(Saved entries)
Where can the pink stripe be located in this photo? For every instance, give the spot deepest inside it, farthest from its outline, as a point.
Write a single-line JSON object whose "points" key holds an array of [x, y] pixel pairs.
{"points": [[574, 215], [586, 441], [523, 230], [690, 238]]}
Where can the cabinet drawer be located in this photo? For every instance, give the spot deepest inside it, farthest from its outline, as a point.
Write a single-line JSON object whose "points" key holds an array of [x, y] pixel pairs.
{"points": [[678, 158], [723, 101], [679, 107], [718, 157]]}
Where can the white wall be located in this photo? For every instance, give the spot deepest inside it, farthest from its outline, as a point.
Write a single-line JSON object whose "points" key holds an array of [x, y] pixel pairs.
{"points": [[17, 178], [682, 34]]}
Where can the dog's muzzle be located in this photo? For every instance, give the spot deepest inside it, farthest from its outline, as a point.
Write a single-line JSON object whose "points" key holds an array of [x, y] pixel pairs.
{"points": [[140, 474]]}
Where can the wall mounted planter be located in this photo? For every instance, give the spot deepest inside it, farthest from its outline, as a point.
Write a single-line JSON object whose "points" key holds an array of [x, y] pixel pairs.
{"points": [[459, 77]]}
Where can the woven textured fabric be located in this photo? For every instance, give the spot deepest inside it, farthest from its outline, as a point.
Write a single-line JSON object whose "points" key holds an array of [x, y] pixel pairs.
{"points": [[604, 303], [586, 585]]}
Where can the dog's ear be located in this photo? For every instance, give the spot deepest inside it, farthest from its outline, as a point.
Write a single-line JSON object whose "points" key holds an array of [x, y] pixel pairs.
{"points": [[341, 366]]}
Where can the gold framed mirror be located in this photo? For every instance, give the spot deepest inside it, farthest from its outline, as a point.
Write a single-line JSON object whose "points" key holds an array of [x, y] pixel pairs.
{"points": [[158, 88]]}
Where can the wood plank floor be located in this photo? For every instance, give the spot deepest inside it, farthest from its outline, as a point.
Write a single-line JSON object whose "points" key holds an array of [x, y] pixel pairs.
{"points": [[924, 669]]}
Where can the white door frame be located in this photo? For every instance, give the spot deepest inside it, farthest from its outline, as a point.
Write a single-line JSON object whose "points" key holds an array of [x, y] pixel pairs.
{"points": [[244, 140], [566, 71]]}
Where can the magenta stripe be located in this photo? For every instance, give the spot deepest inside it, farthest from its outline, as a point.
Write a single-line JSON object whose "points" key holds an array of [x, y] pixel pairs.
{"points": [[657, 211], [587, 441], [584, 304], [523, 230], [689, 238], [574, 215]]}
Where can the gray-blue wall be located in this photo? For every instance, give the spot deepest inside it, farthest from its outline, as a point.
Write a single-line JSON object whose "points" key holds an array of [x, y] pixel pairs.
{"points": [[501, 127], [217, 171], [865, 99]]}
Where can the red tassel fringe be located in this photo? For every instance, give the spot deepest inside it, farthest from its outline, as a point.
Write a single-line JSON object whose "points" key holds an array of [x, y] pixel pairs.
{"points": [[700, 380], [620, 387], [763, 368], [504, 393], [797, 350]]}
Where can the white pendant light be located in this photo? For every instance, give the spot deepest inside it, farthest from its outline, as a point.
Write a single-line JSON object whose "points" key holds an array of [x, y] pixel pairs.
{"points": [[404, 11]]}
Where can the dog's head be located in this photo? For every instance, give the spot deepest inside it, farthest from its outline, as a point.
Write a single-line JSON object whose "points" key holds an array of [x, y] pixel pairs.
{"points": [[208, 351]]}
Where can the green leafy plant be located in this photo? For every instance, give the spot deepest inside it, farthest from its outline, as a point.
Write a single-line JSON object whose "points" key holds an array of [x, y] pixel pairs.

▶ Work request: Exactly as they appear above, give the entries again.

▶ Answer space:
Where can the pink stripe be located in this photo? For every instance, give the spot deepest inside it, farthest from its outline, as a point.
Write a single-line JSON object whose "points" key holds an array of [x, y] pixel pairs.
{"points": [[574, 215], [586, 441], [523, 230], [690, 238]]}
Where can the cabinet drawer be located in this photo? For every instance, give the spot deepest inside it, farthest from its outline, as a point.
Write a single-line JSON object whose "points" key holds an array of [x, y] pixel pairs.
{"points": [[678, 158], [723, 101], [679, 107], [718, 157]]}
Where can the white wall be located in this photo? For every instance, give the spot deepest inside it, farthest from its outline, as a point.
Write a single-line JSON object whose "points" key holds an array of [x, y] pixel pairs.
{"points": [[17, 178], [682, 34]]}
Where can the dog's muzzle be located in this photo? For every instance, give the spot deepest inside it, farthest from its outline, as a point.
Write a single-line JSON object whose "points" key holds an array of [x, y] pixel pairs.
{"points": [[140, 474]]}
Where can the wall mounted planter be located in this photo? For every instance, give the spot deepest inside it, farthest from its outline, as a point.
Write a single-line JSON object whose "points" key holds an array of [x, y] pixel pairs.
{"points": [[459, 77]]}
Where can the woven textured fabric be located in this photo? For every instance, give the spot deepest inside it, farthest from its outline, as a point.
Write a single-line JSON object whose "points" key holds an array of [x, y] pixel pairs.
{"points": [[604, 303], [586, 585]]}
Where can the dog's ear be located in this photo? For every instance, give the spot deepest inside it, farthest from its outline, as a point.
Write a single-line JSON object whose "points" key holds an array of [x, y] pixel pairs.
{"points": [[341, 366]]}
Where can the gold framed mirror be located in this photo? For every instance, give the spot deepest inside it, farthest from its outline, as a point.
Write a single-line JSON object whose "points" key holds an array of [x, y] pixel pairs.
{"points": [[158, 88]]}
Where can the wood plank floor be located in this photo? For every instance, give the spot deepest inside it, farthest from its outline, as a point.
Write a single-line JSON object whose "points" key holds an array of [x, y] pixel pairs.
{"points": [[924, 669]]}
Where can the white door frame be located in this photo? For every instance, give the spot deepest inside it, farthest from its outline, as a point.
Write a single-line JSON object whose "points" key holds an array of [x, y] pixel pairs.
{"points": [[244, 140], [566, 71]]}
Where can the magenta stripe be located in this photo? For every instance, give the spot deepest inside it, farthest from its outline, as a point.
Write a single-line JSON object whose "points" key holds an array of [x, y] pixel pairs.
{"points": [[657, 211], [587, 441], [584, 304], [523, 230], [689, 238], [574, 215]]}
Where can the gray-blue wall be located in this photo? For every instance, give the spot deepest inside it, farthest from its outline, as a point.
Write a single-line JSON object whose "points" key holds an array of [x, y] pixel pairs.
{"points": [[501, 127], [217, 171], [865, 99]]}
Where can the red tassel fringe be located in this photo? For every instance, give the spot deepest inside it, farthest from its outline, as a point.
Write a single-line JSON object whose "points" key holds an array of [x, y] pixel pairs.
{"points": [[700, 380], [620, 387], [763, 368], [504, 393], [797, 350]]}
Where can the white pendant light be located in this photo? For every instance, give the spot deepest inside it, farthest from its outline, as a point.
Write a single-line JSON object whose "points" key holds an array of [x, y] pixel pairs.
{"points": [[404, 11]]}
Where can the dog's head be located in this photo? For every instance, give the spot deepest inside it, farthest from its outline, as a point.
Write a single-line JSON object whose "points" key holds an array of [x, y] pixel pairs.
{"points": [[208, 351]]}
Where can the green leafy plant be located in this photo? For every instance, give the spot deepest inside it, farthest from its outline, as a point.
Write a single-line JSON object whose "points" key holds an array of [x, y] pixel pairs.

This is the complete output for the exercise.